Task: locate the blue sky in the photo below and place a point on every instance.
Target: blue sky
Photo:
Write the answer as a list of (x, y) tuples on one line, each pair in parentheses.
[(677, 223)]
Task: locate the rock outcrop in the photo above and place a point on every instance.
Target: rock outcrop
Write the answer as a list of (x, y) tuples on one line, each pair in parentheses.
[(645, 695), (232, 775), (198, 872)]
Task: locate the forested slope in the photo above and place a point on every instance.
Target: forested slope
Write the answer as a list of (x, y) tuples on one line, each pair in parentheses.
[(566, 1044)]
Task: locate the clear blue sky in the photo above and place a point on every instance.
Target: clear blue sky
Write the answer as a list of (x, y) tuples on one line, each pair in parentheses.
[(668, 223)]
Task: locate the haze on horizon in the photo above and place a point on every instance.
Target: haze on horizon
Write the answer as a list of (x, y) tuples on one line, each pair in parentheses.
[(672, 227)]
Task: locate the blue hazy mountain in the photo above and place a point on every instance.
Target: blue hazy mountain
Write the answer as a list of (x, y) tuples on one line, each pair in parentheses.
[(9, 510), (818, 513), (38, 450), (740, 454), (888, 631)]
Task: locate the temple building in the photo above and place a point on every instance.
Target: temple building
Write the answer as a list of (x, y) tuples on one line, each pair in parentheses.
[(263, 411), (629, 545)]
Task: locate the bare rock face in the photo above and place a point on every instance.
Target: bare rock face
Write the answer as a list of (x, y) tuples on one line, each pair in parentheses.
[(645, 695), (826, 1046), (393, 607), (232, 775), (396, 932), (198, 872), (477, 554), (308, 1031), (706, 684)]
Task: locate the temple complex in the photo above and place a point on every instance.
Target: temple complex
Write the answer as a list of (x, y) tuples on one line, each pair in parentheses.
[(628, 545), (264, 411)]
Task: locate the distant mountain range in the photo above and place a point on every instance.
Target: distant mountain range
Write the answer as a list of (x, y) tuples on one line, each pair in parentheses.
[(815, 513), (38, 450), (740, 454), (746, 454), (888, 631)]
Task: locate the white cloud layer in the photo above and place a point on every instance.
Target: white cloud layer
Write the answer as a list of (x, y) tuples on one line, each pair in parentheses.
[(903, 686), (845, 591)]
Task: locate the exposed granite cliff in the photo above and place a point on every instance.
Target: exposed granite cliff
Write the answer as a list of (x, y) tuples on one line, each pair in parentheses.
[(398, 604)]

Given request: Lay out every line of the items above as a JSON list of strings, one string per line, leaving out any blank lines.

Exercise output:
[
  "Task: locate the blue sky in the photo below and place a point on every instance.",
  "Target: blue sky",
  "Photo:",
  "Write the answer as a list of (x, y) tuples on one line, each pair in parentheses.",
  "[(677, 223)]",
  "Task: locate the rock outcrop in the photo above and place a point on every instance.",
  "Target: rock outcrop",
  "Write the answer as a list of (x, y) tuples on one line, each pair in parentheses.",
  "[(645, 695), (232, 775), (198, 872)]",
  "Task: locate the forested slope in the photo above and place a point on every instance.",
  "Target: forested slope",
  "Write the answer as a list of (x, y) tuples on one line, each pair in parentheses.",
  "[(566, 1044)]",
  "Task: locate the clear blue sky in the photo above and place a point on every instance.",
  "Target: clear blue sky",
  "Write the answer as a list of (x, y) tuples on one line, each pair in parentheses.",
  "[(668, 223)]",
  "Task: locate the haze on horizon in the photo above and place a point on every instance.",
  "Target: haze on horizon",
  "Write the answer as a list of (x, y) tuples on one line, each pair in parentheses.",
  "[(672, 227)]",
  "Task: locate the blue hazy mountain in the photo above and place a point on every instance.",
  "Target: blue hazy mountain",
  "Write the answer as a list of (x, y) tuples on one line, each pair in parentheses.",
  "[(9, 510), (818, 513), (38, 450), (740, 454), (888, 631)]",
  "Task: locate the temple building in the photo above and place a point on every instance.",
  "Target: temple building",
  "Write the answer as a list of (x, y) tuples on one line, each pair in parentheses.",
  "[(263, 411), (629, 545)]",
  "Task: locate the bare rock face in the photo above and place a point on every instance.",
  "Target: bare rock face",
  "Write the answer as a list of (x, y) tuples on one line, each pair in parentheses.",
  "[(645, 695), (826, 1046), (393, 607), (232, 775), (396, 932), (198, 872), (477, 554), (308, 1031), (706, 684)]",
  "Task: locate the temple complex in the photo above and place a point on every instance.",
  "Target: temple complex",
  "Write the answer as a list of (x, y) tuples on one line, each pair in parentheses.",
  "[(628, 545), (264, 411)]",
  "Task: locate the distant mountain range in the photo above and place a point on every instance.",
  "Target: distant mountain range",
  "Write the answer as a list of (x, y) tuples on one line, each pair in parentheses.",
  "[(815, 513), (38, 450), (740, 454), (746, 454), (888, 631)]",
  "Task: locate the white cloud layer in the photo above and place a point on every instance.",
  "Target: white cloud layer",
  "Write the answer as a list of (x, y) tuples on one line, each pair in parentheses.",
  "[(903, 686), (845, 591)]",
  "Task: locate the exposed granite cliff in the photo above and place a point on every instance.",
  "Target: exposed granite cliff",
  "Write the answer as a list of (x, y) tuples on one line, each pair in parentheses.",
  "[(398, 604)]"
]